─── DATA EXTRACT ───

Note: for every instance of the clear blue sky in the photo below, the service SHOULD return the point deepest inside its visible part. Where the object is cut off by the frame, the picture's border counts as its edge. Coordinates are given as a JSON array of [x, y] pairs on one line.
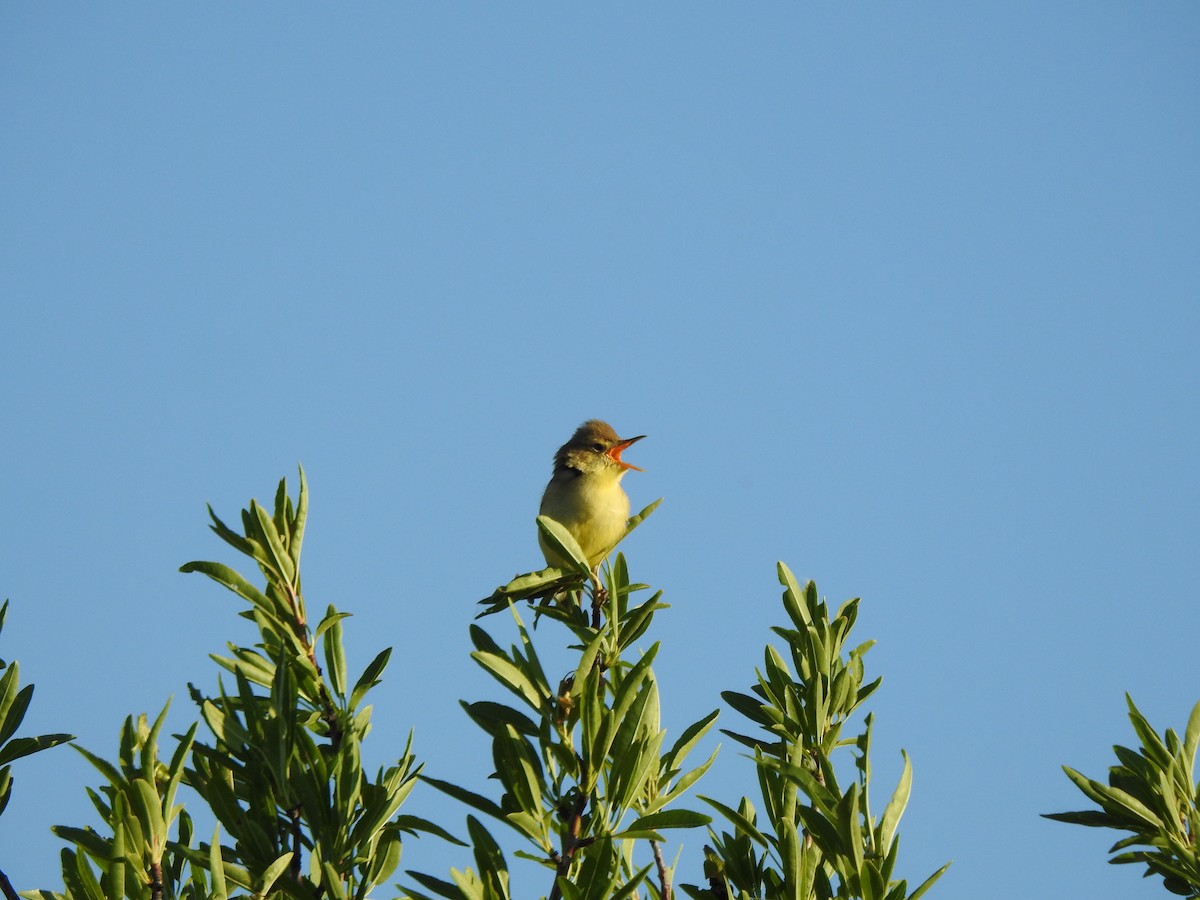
[[904, 294]]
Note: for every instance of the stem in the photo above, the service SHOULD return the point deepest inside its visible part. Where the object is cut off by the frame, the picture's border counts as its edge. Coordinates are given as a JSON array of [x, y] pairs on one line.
[[155, 881], [329, 709], [294, 815], [664, 875], [570, 844], [6, 887]]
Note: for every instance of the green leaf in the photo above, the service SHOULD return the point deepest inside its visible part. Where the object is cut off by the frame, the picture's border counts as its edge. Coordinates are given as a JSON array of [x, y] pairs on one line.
[[671, 819], [298, 520], [472, 799], [13, 702], [370, 677], [279, 556], [233, 581], [562, 544], [741, 822], [634, 521], [690, 737], [335, 653], [270, 874], [928, 883], [24, 747], [895, 807], [216, 867]]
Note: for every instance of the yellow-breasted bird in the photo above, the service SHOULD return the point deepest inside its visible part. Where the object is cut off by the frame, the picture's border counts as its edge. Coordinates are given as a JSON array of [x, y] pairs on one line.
[[585, 493]]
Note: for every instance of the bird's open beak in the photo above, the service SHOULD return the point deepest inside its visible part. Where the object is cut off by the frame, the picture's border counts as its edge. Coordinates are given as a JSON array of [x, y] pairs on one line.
[[616, 450]]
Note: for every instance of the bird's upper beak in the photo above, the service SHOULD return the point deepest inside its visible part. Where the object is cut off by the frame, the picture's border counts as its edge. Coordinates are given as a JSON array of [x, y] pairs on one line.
[[616, 450]]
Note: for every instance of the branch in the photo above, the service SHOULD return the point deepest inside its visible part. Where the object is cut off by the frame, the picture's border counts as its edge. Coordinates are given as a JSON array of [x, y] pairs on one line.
[[570, 844], [155, 881], [664, 875]]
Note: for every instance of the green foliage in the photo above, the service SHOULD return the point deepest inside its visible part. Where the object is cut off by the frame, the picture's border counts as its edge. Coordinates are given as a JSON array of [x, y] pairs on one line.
[[15, 703], [819, 840], [1152, 793], [585, 778], [138, 807], [282, 771]]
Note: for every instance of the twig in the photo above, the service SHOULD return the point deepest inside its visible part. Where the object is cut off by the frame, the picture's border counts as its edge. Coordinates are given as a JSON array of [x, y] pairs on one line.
[[10, 892], [294, 815], [664, 875], [570, 844]]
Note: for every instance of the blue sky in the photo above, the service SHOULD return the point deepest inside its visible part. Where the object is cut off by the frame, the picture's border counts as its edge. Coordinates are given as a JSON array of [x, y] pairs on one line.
[[905, 295]]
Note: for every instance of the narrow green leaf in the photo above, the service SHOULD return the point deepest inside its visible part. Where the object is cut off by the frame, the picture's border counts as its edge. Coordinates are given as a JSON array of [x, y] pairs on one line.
[[24, 747], [270, 874], [895, 807], [335, 653], [279, 555], [741, 822], [562, 544], [298, 520], [370, 677], [671, 819], [229, 579], [928, 883]]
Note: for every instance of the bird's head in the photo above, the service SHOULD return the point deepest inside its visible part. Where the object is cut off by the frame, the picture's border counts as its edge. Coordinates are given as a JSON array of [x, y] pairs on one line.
[[595, 448]]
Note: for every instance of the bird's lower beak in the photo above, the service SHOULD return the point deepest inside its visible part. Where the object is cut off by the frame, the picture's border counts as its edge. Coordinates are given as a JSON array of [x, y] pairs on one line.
[[616, 450]]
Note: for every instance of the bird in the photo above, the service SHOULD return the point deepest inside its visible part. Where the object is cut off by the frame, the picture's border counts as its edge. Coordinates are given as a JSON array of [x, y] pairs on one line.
[[585, 493]]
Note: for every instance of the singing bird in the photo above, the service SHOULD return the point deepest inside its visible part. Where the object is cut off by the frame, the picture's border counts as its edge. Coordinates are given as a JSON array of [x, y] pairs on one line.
[[585, 493]]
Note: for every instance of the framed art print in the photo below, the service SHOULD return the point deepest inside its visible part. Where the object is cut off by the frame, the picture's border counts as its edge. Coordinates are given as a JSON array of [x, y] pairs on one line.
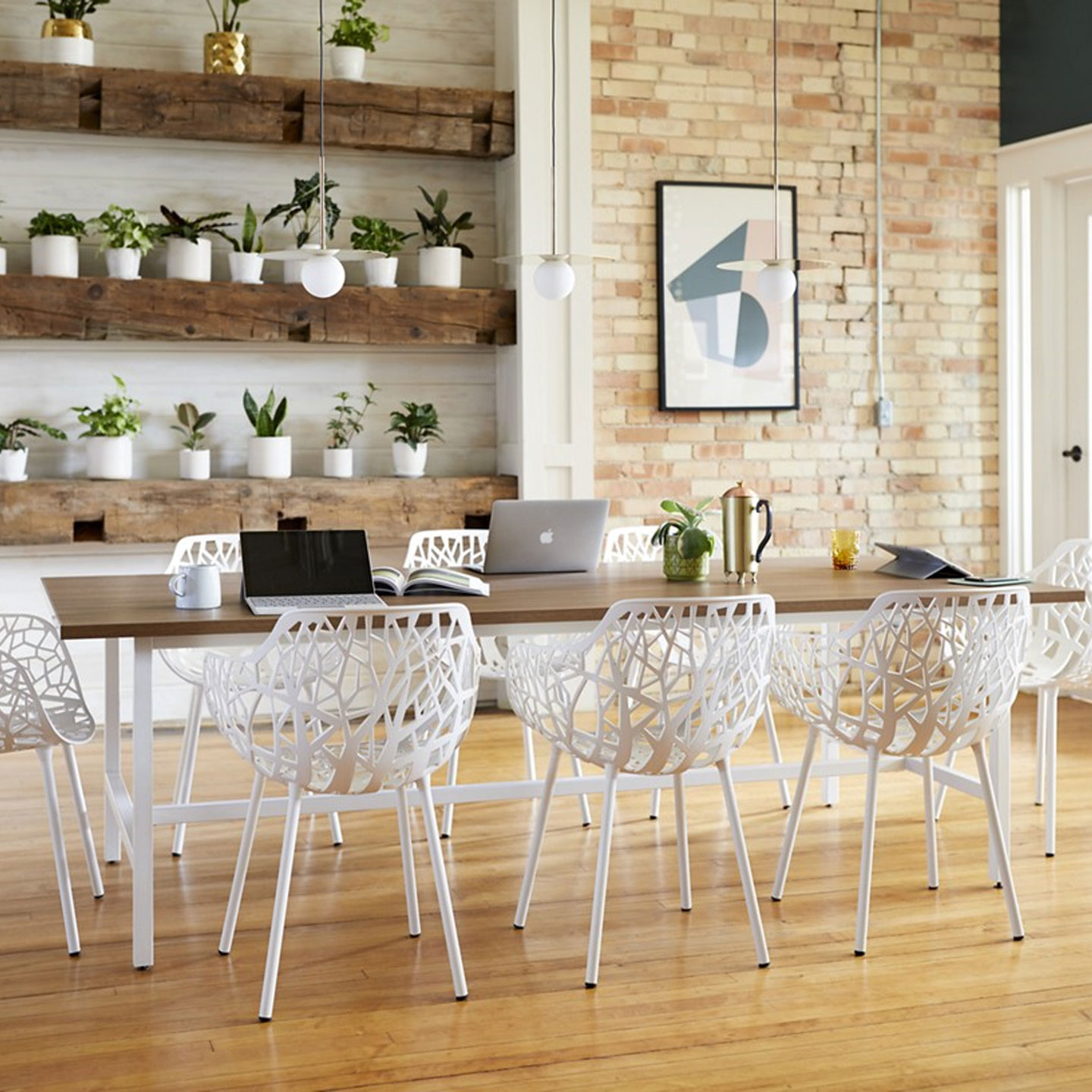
[[722, 347]]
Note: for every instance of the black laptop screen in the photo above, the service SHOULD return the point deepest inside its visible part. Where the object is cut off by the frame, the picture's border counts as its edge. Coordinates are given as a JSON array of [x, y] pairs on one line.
[[305, 563]]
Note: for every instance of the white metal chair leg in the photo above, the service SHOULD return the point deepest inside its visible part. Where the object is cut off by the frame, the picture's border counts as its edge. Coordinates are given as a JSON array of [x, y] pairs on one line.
[[409, 871], [1003, 856], [600, 899], [932, 871], [534, 851], [60, 858], [81, 811], [794, 816], [281, 902], [868, 844], [771, 734], [241, 863], [442, 891], [684, 843], [187, 761]]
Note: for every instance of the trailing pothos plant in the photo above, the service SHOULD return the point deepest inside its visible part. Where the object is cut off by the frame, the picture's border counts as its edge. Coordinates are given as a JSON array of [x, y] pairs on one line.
[[265, 419]]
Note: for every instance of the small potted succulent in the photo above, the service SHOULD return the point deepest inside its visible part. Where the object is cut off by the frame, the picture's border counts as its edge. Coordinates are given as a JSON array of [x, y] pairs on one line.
[[66, 37], [127, 237], [378, 236], [413, 427], [55, 243], [189, 250], [354, 37], [109, 432], [302, 215], [268, 452], [228, 49], [347, 419], [193, 461], [14, 450], [441, 255], [687, 545], [245, 261]]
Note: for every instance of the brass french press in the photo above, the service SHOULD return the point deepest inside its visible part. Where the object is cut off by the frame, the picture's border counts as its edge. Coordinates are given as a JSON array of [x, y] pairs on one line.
[[742, 548]]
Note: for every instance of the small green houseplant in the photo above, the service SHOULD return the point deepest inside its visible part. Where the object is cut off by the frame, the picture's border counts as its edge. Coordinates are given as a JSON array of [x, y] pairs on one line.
[[687, 545], [126, 237], [14, 450], [413, 427], [441, 255], [268, 451], [109, 431], [55, 243], [376, 235]]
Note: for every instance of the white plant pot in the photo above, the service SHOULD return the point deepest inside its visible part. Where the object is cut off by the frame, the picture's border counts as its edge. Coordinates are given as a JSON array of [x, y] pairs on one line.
[[441, 267], [189, 261], [347, 62], [195, 466], [111, 457], [409, 462], [245, 268], [14, 466], [380, 272], [123, 262], [55, 256], [268, 457], [337, 462]]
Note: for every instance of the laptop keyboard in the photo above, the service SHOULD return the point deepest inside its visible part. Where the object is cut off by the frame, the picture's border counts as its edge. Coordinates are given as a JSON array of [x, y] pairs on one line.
[[278, 604]]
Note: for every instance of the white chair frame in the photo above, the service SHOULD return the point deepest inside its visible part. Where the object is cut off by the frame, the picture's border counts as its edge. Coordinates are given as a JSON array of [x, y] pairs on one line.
[[923, 694], [42, 707], [347, 704], [675, 685]]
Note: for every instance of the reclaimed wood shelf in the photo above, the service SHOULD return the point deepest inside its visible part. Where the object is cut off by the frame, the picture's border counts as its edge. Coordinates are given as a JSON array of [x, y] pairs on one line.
[[259, 109], [69, 510], [108, 309]]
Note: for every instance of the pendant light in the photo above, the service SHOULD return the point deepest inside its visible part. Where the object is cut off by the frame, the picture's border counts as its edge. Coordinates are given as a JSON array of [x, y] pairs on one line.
[[323, 275], [777, 275]]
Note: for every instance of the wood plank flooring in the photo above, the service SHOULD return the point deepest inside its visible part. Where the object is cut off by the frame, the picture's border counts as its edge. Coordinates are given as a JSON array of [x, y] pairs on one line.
[[943, 998]]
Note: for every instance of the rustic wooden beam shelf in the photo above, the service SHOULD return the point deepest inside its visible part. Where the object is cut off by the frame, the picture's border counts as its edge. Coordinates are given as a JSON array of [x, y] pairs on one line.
[[108, 309], [257, 109], [67, 510]]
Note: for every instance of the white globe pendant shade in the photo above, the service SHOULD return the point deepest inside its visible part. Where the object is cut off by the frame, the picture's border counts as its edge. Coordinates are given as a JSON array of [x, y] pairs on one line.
[[323, 277], [777, 284], [554, 278]]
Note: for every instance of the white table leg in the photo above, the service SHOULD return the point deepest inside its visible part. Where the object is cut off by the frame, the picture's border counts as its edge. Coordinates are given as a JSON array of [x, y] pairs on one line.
[[143, 797], [111, 746]]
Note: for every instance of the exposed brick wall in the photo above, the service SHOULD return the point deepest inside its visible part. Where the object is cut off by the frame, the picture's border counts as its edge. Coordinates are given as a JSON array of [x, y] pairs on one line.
[[682, 92]]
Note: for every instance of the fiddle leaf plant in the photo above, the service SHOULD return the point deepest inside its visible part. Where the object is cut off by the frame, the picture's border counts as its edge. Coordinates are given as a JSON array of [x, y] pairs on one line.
[[116, 416], [190, 424], [415, 424], [265, 419], [685, 523]]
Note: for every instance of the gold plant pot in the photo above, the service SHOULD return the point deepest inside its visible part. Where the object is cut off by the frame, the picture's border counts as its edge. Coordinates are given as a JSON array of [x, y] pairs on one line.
[[66, 29], [228, 52]]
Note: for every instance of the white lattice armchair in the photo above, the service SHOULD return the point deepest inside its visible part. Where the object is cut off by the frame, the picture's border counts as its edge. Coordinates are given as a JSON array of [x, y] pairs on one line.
[[674, 686], [366, 701], [42, 707], [915, 692]]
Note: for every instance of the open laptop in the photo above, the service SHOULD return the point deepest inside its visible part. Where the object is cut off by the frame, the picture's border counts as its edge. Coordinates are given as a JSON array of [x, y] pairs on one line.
[[545, 535], [306, 570]]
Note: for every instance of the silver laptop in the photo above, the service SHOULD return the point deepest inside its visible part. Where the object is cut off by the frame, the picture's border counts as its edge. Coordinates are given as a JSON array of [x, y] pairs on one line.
[[306, 570], [545, 535]]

───

Please repeat the items from the line with "Note: for every instance of the brass" up to and including the line with "[[742, 548]]", swapping "brass" for "copper" and leaving everything else as it is.

§ **TASK SOLUTION**:
Note: for every instance of the copper french press in the photo above, the service SHOULD return the point deepest inside its visible part. Where the object is cut off by the frame, the picture's border counts as its edge. Coordinates are given as a JSON array of [x, y] pairs on one line.
[[742, 548]]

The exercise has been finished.